Ein Freiwilliges Jahr in der Denkmalpflege

24.05.2017 Carolin Steimer

Eine Expertin klärt auf

Silias Freiwilliges Jahr in der Denkmalpflege bei der Stadtarchäologie Paderborn neigt sich leider dem Ende zu. Hier lässt sie diese Zeit noch einmal Revue passieren und uns an den vielen Erlebnissen und Eindrücken teilhaben.

Da mein Jahr hier langsam zu Ende geht, möchte ich euch gerne erzählen, was ich bisher alles gemacht habe.

Ich mache momentan noch ein Freiwilliges Jahr in der Denkmalpflege. Ein Freiwilliges Jahr ist ein meist 12 Monate andauernder Dienst (nicht unähnlich dem Bundesfreiwilligen Dienst). Es kann in den Bereichen Sozial, Kulturell, Ökologie und Denkmalpflege abgeleistet werden. Das freiwillige Jahr läuft über einen Träger (z.B. das roten Kreuz oder in meinem Fall über die IJGD). Dieser Träger bietet verschiedene Einsatzstellen an, in denen die FJDler schließlich arbeiten (bspw. Krankenhäuser). Die Einsatzstellen sind, je nach Bereich des FJD,  unterschiedlich. In der Denkmalpflege kann man u.a. als Restaurator, Archäologe oder im Archiv arbeiten.

== Einträge ==

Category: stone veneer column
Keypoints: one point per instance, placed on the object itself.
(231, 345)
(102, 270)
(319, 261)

== Zu lösende Aufgaben ==
[a] Benenne im Text über das Freiwillige Jahr in der Denkmalpflege „Stadtarchäologie Paderborn“ in „Stadtarchäologie Münster“ um und gib dabei alles von „Eine Expertin klärt“ bis hinunter zu „bisher alles gemacht habe.“ wieder.
[b] Schreibe den Text über das Freiwillige Jahr in der Denkmalpflege im Anschluss an seinen letzten Satz weiter.
Die Einträge stehen in keinem Zusammenhang mit dem Text über das Freiwillige Jahr in der Denkmalpflege.

== Ergebnisse je Aufgabe ==
[a]
Eine Expertin klärt auf

Silias Freiwilliges Jahr in der Denkmalpflege bei der Stadtarchäologie Münster neigt sich leider dem Ende zu. Hier lässt sie diese Zeit noch einmal Revue passieren und uns an den vielen Erlebnissen und Eindrücken teilhaben.

Da mein Jahr hier langsam zu Ende geht, möchte ich euch gerne erzählen, was ich bisher alles gemacht habe.

[b]
Meine Einsatzstelle ist die Stadtarchäologie Paderborn, bei der ich seit dem 1. September 2016 arbeite. Schon am ersten Tag meines FSJ habe ich aktiv auf der Grabung mitgearbeitet. Zuerst habe ich „nur“ ganz normal gegraben, aber mit der Zeit konnte ich immer mehr Aufgaben übernehmen. Doch auch das Graben war, und ist immer noch, sehr spannend. Grade am Anfang hatte ich das Glück an einer Stelle zu arbeiten, bei der viele Funde herauskamen. Da war u.a. Glas, Feuerstein, Keramik und auch Tierknochen. Doch nicht überall sind so viele Funde vorhanden wie dort.

Wenn man sich eine Grabung in Paderborn ansieht, kann es auf den ersten Blick enttäuschend aussehen. Nur jede Menge Löcher im Boden, manchmal auch ein paar Mauern. Doch das eigentlich Wichtige sind dunkle Verfärbungen im Boden. Diese Verfärbungen deuten auf sogenannte „Gruben“ hin. Diese Gruben sind die Überreste der Häuser. Da diese Häuser meistens aus Holz waren, ist von ihnen selbst nicht viel übrig geblieben. Allerdings waren ein Paar dieser Häuser in den Boden eingetieft, so dass nun die anders verfüllten Löcher im Boden geblieben sind.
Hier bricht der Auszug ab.